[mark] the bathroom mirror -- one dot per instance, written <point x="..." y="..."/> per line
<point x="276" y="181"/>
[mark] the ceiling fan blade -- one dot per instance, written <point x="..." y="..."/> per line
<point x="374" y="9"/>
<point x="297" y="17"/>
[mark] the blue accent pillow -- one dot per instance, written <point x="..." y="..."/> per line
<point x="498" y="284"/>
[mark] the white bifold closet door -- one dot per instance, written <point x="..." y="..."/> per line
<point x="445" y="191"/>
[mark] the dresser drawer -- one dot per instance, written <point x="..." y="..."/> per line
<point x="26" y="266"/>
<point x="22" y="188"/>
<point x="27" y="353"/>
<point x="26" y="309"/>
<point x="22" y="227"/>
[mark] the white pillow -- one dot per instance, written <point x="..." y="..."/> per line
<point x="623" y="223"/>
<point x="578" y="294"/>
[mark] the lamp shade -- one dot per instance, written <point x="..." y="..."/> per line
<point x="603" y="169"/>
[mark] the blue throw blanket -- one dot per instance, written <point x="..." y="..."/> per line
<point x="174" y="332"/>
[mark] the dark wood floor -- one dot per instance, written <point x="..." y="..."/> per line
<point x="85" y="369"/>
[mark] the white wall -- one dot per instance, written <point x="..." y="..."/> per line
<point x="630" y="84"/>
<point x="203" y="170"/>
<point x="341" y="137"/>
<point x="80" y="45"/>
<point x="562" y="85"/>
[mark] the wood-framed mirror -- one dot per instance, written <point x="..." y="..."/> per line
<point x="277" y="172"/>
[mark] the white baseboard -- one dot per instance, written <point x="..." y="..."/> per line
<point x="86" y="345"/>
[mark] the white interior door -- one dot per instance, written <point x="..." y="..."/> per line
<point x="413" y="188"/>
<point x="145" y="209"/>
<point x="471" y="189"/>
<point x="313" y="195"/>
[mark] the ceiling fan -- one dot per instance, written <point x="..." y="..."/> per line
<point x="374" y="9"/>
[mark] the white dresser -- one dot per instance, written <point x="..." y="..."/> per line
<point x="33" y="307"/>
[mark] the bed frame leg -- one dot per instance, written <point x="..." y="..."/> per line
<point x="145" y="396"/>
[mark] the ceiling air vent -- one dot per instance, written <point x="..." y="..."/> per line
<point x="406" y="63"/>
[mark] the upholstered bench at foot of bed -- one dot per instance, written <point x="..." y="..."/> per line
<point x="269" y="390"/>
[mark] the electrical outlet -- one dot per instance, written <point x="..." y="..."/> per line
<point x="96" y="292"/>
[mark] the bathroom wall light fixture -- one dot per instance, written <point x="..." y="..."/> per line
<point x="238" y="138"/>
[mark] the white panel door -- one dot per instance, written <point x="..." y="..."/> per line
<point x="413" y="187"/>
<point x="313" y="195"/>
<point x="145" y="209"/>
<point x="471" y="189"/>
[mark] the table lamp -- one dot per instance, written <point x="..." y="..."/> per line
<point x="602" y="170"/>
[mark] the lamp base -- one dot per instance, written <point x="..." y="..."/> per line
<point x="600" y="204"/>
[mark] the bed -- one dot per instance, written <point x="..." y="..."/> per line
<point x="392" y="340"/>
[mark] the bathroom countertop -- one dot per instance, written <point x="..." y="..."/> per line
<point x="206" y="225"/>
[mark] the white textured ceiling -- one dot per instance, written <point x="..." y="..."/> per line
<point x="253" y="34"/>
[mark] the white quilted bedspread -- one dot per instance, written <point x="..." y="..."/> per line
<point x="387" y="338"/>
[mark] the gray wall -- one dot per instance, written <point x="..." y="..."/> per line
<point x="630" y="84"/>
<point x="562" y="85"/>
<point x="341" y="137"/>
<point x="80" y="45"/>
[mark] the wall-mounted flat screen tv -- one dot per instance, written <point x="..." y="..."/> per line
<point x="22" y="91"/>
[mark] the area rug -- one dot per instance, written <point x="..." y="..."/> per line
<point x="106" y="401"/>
-=-=-=-=-
Task instructions: The lines from the one holding "[mark] the table" to the final line of the entries, both included, are what should be output, exactly and alone.

Output of the task:
[mark] the table lamp -- one dot per instance, written <point x="..." y="..."/> per line
<point x="602" y="170"/>
[mark] the lamp base -- one dot per instance, written <point x="..." y="..."/> per line
<point x="600" y="204"/>
[mark] the bed -- one dot per instance, written <point x="..." y="..."/> per line
<point x="392" y="340"/>
[mark] the bathroom countertop -- one dot per instance, written <point x="..." y="..."/> per line
<point x="206" y="225"/>
[mark] the white textured ceiling -- one dot per instance, written <point x="..." y="..."/> per line
<point x="253" y="34"/>
[mark] the white quilted bedspread -- one dot per instance, written <point x="..." y="..."/> per line
<point x="387" y="338"/>
[mark] the gray wall -- one dot per instance, written <point x="..." y="..."/> per line
<point x="630" y="84"/>
<point x="562" y="85"/>
<point x="341" y="137"/>
<point x="80" y="45"/>
[mark] the wall-mounted flat screen tv -- one dot per instance, written <point x="..." y="..."/> per line
<point x="22" y="91"/>
[mark] the area rug -- one dot per instance, written <point x="..." y="..."/> per line
<point x="106" y="401"/>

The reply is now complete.